## PAGE
On doit à Augustin Frigon, ingénieur en génie électrique méconnu, la création de la station CBF-Montréal, le réseau francophone de la société publique Radio-Canada alors toute nouvelle.
Souvent snobé par les intellectuels de son époque et généralement peu connu aujourd’hui, le Montréalais Augustin Frigon (1888-1952) est pourtant l’une des figures les plus importantes de l’histoire de la radiodiffusion au Canada. Fort de sa formation d’ingénieur électricien, il est amené à occuper des postes de plus en plus importants, notamment comme professeur et directeur à l’École Polytechnique de Montréal, puis comme directeur général de la Société Radio-Canada. N’ayant laissé que peu d’écrits au cours de sa carrière, ses contributions immenses ont quelque peu été oubliées par la mémoire collective.
Une brillante carrière à l’École Polytechnique
Augustin Frigon
À son retour à Montréal en 1923, fort d’un parcours brillant dans un domaine en pleine expansion, il se voit confier le rôle de directeur de l’École Polytechnique, qu’il occupe jusqu’en 1935. Figure désormais bien connue du milieu académique, Frigon exerce une influence positive sur l’institution. Sa présence contribue à rehausser considérablement la réputation de Polytechnique, reconnue comme l’une des meilleures écoles au Canada.
Augustin Frigon à la Commission Aird (1928)

## EXTRAIT DES DONNÉES
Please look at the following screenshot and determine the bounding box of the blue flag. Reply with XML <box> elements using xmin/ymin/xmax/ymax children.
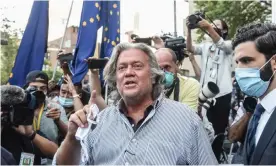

## TRAVAIL À RÉALISER
A – Relevez toutes les années citées dans la page consacrée à Augustin Frigon.
B – Poursuivez le texte sur Augustin Frigon au-delà de sa dernière phrase.

## RÉSULTATS PAR CONSIGNE
A – 1888, 1952, 1923, 1935, 1928

B –
Commission Aird
Quelques années plus tard, en 1928, on choisit donc Frigon pour siéger comme membre de la Commission Aird sur la radiodiffusion au Canada. La Commission a pour but de dresser un portrait de la situation de la radio à l’époque. La nouvelle technologie est alors peu encadrée : il y a peu de contrôle gouvernemental sur le contenu diffusé par les différentes stations de radio privées. À Montréal, près de 40 % des ménages possèdent un récepteur radio à la fin de la décennie, et certains récepteurs arrivent à capter les stations américaines. Plusieurs s’inquiètent de l’influence néfaste du contenu des États-Unis sur l’identité et la culture canadiennes. D’autant plus que plusieurs stations canadiennes commencent à copier les formules américaines!
La Commission dépose son rapport en 1929, déclarant que « la plupart des programmes radiodiffusés proviennent de sources extra-canadiennes. Or, [...] la réception continuelle de ce genre de programmes tend à modifier la mentalité de la jeunesse de chez nous, de façon à lui inculquer un idéal et des opinions qui ne sont pas canadiennes ». On suggère donc, entre autres choses, de nationaliser la radiodiffusion, sur un modèle similaire à la BBC en Grande-Bretagne. Cette mesure permettrait un contrôle de la qualité des émissions, en plus de pouvoir les adapter au public canadien. Les bases idéologiques de la création de Radio-Canada sont ainsi établies.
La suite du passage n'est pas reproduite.